Ce jour-là, la maîtresse de ballet de la plus grande compagnie d'Allemagne distribue aux danseuses un voile blanc qu'elles porteront pour une scène de "La Bayadère", œuvre phare du répertoire classique du XIXe siècle. 

Quand arrive le tour de la Française de 29 ans, la professeure lui "lâche en rigolant: 'je refuse de te le donner parce que ce voile est blanc et toi tu es noire'", raconte la ballerine.

Une danseuse de la compagnie, sous couvert d'anonymat, confirme ces propos : la maîtresse de ballet "a dit ça comme si c'était une blague (...) J'étais complètement choquée".

"Harcèlement" 

Chloé Lopes Gomes, formée à l'école du Bolchoï, se sent humiliée mais guère surprise. Depuis son arrivée à Berlin en 2018, elle affirme être la proie d'un "harcèlement" de la part de sa supérieure.

"Lors de la première répétition pour 'Le Lac des cygnes', nous étions six nouvelles mais toutes les corrections m'étaient adressées", insiste-t-elle. 

Les remarques se poursuivent au fil des mois. "Elle me disait: 'quand tu n'es pas en ligne, on ne voit que toi parce que tu es noire'". Des propos là aussi confirmés par l'autre danseuse.

La jeune femme, née d'une mère française et d'un père cap-verdien, s'accroche: c'est une "bosseuse" qui veut montrer "qu'elle mérite sa place". 

Mais le stress la ronge. Elle se blesse au pied. Huit mois d'arrêt et une cure d'anti-dépresseurs. 

Nouveau choc en février dernier: la maîtresse de ballet veut lui imposer de se maquiller en blanc après l'annonce du départ du co-directeur qui refusait cette pratique. 

"Me blanchir la peau, c'était comme renoncer à mon identité", tempête l'ancienne danseuse de l'Opéra de Nice et du Béjart Ballet de Lausanne.

Alertée à l'automne, la direction du Staatsballett, qui compte dans ses rangs 30 nationalités différentes, dit être tombée des nues.

■ Données fournies ■
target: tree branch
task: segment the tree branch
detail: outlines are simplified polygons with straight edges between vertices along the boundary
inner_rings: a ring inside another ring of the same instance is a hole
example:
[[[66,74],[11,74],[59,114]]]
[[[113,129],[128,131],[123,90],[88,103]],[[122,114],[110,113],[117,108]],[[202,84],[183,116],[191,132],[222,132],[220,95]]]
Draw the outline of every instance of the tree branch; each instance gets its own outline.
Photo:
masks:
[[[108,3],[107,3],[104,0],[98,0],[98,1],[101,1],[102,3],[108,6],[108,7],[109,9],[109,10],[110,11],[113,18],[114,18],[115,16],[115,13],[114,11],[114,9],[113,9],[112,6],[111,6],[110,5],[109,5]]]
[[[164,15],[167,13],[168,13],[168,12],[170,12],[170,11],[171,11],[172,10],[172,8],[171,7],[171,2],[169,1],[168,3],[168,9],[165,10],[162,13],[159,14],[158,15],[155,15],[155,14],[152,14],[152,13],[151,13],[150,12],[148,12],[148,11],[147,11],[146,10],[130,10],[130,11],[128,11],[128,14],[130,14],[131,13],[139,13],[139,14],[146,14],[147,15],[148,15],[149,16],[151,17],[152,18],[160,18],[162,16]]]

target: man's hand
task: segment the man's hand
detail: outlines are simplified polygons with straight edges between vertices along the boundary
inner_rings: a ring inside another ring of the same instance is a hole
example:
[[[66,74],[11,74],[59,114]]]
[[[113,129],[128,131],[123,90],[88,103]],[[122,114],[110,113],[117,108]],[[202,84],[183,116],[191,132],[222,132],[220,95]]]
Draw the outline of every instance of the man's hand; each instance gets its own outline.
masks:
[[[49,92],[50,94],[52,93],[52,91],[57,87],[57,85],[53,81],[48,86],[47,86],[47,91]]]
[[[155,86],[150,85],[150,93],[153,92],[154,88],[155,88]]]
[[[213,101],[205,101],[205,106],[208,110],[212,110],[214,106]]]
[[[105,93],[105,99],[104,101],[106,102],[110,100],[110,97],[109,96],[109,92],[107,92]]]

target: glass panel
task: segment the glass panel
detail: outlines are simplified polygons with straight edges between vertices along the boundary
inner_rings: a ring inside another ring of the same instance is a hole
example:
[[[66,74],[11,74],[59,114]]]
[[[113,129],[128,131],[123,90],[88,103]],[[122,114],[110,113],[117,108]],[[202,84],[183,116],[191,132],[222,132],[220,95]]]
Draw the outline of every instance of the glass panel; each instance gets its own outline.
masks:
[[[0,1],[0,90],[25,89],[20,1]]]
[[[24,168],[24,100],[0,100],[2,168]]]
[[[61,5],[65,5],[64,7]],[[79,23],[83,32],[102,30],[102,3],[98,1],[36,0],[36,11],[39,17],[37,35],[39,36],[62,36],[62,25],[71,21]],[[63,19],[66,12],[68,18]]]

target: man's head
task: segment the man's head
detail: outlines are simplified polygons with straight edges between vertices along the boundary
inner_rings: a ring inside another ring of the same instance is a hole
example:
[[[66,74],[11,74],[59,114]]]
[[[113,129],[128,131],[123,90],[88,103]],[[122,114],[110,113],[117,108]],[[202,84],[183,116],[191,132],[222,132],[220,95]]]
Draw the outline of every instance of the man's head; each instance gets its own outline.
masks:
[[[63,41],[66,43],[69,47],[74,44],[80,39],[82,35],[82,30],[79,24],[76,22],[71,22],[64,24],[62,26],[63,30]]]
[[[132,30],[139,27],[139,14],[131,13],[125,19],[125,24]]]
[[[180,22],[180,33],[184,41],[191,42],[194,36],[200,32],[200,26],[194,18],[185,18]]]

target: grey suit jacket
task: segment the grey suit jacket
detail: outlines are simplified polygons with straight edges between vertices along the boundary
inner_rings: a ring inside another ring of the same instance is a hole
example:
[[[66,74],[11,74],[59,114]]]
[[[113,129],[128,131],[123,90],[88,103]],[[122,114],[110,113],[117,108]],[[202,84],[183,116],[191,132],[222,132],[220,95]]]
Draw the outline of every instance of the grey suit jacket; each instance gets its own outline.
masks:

■ Défis ■
1: D'après le texte, dans quelle école Chloé Lopes Gomes a-t-elle été formée ?
2: Recopiez à l'identique les lignes des entrées, en partant de celle qui contient « target: grey suit jacket » et en allant jusqu'à la dernière ligne des entrées, ces deux bornes comprises.

■ Réponses ■
1: À l'école du Bolchoï.

2:
target: grey suit jacket
task: segment the grey suit jacket
detail: outlines are simplified polygons with straight edges between vertices along the boundary
inner_rings: a ring inside another ring of the same instance is a hole
example:
[[[66,74],[11,74],[59,114]]]
[[[113,129],[128,131],[123,90],[88,103]],[[122,114],[110,113],[117,108]],[[202,84],[183,116],[191,132],[222,132],[220,95]]]
Draw the outline of every instance of the grey suit jacket; each instance gets its own outline.
masks:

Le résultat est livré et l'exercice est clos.